▸ SHORT EXERCISE
Reproduce only the data below from its first line through the line containing "[[[28,92],[24,93],[24,101],[27,102],[30,100],[30,95],[28,94]]]", inclusive, swapping "top-left" for "upper-left" and leaving everything else unchanged.

▸ SUPPLIED RECORDS

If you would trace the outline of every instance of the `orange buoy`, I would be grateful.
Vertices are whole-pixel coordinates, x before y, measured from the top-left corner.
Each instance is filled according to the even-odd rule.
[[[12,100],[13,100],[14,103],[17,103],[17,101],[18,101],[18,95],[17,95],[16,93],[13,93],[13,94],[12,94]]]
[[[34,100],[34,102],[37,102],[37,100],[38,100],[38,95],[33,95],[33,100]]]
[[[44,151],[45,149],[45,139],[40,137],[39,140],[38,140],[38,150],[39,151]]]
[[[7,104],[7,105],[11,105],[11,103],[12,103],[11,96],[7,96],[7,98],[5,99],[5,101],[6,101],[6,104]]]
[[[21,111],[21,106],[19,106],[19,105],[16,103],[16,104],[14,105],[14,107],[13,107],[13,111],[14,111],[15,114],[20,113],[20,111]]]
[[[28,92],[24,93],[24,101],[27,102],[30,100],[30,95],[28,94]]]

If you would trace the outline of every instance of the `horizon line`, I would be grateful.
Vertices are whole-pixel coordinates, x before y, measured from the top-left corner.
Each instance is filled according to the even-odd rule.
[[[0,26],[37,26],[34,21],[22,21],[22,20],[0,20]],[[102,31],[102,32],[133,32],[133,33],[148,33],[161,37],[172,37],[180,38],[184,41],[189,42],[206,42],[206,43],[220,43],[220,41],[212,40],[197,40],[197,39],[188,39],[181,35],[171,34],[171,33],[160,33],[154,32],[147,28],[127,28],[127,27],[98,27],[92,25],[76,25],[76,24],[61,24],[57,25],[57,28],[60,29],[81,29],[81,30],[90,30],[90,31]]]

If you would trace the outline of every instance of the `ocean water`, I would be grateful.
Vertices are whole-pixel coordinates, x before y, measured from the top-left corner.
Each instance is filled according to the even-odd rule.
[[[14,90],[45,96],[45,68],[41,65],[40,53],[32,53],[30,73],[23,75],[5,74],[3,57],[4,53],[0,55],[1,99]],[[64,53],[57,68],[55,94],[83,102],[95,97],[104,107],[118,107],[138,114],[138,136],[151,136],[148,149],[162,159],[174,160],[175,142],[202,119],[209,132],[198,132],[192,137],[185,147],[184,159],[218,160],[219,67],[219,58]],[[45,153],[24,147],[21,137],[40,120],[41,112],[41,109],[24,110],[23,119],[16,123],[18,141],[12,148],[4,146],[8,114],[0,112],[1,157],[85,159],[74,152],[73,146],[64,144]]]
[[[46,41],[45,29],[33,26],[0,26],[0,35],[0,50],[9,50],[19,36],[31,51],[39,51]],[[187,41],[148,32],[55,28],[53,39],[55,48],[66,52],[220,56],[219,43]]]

▸ FINAL RESULT
If you would trace the outline of every instance of the `orange buoy`, I would be grateful.
Vertices are whole-pixel coordinates, x before y, measured from the upper-left corner.
Each instance is filled according to the even-odd rule.
[[[12,100],[13,100],[14,103],[17,103],[17,101],[18,101],[18,95],[17,95],[16,93],[13,93],[13,94],[12,94]]]
[[[34,100],[34,102],[37,102],[37,100],[38,100],[38,95],[33,95],[33,100]]]
[[[44,151],[45,149],[45,139],[40,137],[39,140],[38,140],[38,150],[39,151]]]
[[[7,104],[7,105],[11,105],[11,103],[12,103],[11,96],[7,96],[7,98],[5,99],[5,101],[6,101],[6,104]]]
[[[21,111],[21,106],[19,106],[19,105],[16,103],[16,104],[14,105],[14,107],[13,107],[13,111],[14,111],[15,114],[20,113],[20,111]]]
[[[28,92],[24,93],[24,101],[27,102],[30,100],[30,95],[28,94]]]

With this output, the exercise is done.